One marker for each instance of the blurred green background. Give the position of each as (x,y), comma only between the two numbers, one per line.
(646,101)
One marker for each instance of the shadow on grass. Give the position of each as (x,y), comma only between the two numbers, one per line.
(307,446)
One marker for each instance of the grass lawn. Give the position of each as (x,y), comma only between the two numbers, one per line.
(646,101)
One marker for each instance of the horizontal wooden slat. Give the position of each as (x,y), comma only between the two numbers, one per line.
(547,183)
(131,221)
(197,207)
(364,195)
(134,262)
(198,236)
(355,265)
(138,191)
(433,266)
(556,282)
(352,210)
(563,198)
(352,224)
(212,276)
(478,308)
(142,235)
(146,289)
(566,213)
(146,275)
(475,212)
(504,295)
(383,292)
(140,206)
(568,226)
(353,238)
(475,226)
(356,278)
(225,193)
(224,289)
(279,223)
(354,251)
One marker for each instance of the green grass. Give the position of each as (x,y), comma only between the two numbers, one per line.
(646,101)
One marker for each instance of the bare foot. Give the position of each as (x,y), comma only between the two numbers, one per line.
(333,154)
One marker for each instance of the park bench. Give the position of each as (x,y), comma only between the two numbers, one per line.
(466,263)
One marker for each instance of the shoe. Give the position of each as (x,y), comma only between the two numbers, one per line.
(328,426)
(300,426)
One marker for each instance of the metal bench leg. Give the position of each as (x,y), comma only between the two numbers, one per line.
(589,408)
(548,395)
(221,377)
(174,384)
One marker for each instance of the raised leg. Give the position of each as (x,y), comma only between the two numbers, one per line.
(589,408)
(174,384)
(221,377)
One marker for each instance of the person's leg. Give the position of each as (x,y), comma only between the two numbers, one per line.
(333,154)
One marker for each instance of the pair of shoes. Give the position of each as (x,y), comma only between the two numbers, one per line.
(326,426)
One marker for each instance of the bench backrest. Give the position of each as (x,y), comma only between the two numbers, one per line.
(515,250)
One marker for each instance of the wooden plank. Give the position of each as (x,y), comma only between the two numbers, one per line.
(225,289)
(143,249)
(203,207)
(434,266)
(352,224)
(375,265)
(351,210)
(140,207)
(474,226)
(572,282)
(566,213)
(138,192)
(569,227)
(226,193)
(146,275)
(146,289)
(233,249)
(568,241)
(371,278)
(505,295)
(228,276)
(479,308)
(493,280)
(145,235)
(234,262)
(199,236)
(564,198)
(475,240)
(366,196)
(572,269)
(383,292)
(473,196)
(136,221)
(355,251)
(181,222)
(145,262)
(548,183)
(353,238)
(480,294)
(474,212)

□ □ □ □ □

Work to be completed |
Keep to the lines from the one containing "One marker for each instance of the metal" to the end of the entries above, and retype them exactly.

Reply to the task |
One marker for each instance of the metal bench leg. Give the position of each as (x,y), comma only between the two numbers, one per line.
(589,408)
(548,395)
(221,377)
(174,384)
One marker for each instance of the raised leg. Give the position of each as (x,y), comma only between the two numbers, one per line.
(589,408)
(174,384)
(221,377)
One marker for each instance of the person's leg. Give the position of each as (x,y), comma only between the two numbers, one per line.
(333,154)
One marker for each instance of the pair of shoes. Give the position of each as (x,y), comma only between the two numbers, one per line.
(326,426)
One marker for each instance of the bench backrest. Give the position of each as (x,y), comma only between the two numbers, one per line.
(515,250)
One marker for each instance of the wooden plank. Give the position of each as (x,y), comma only between the two numbers, one per line.
(225,289)
(143,249)
(203,207)
(434,266)
(352,224)
(375,265)
(351,210)
(140,207)
(474,226)
(572,282)
(566,213)
(138,192)
(569,227)
(226,193)
(146,275)
(146,289)
(233,249)
(568,241)
(371,278)
(505,295)
(228,276)
(479,308)
(493,280)
(145,235)
(234,262)
(199,236)
(564,198)
(475,240)
(366,196)
(572,269)
(383,292)
(473,196)
(136,221)
(355,251)
(181,222)
(145,262)
(548,183)
(353,238)
(480,294)
(474,212)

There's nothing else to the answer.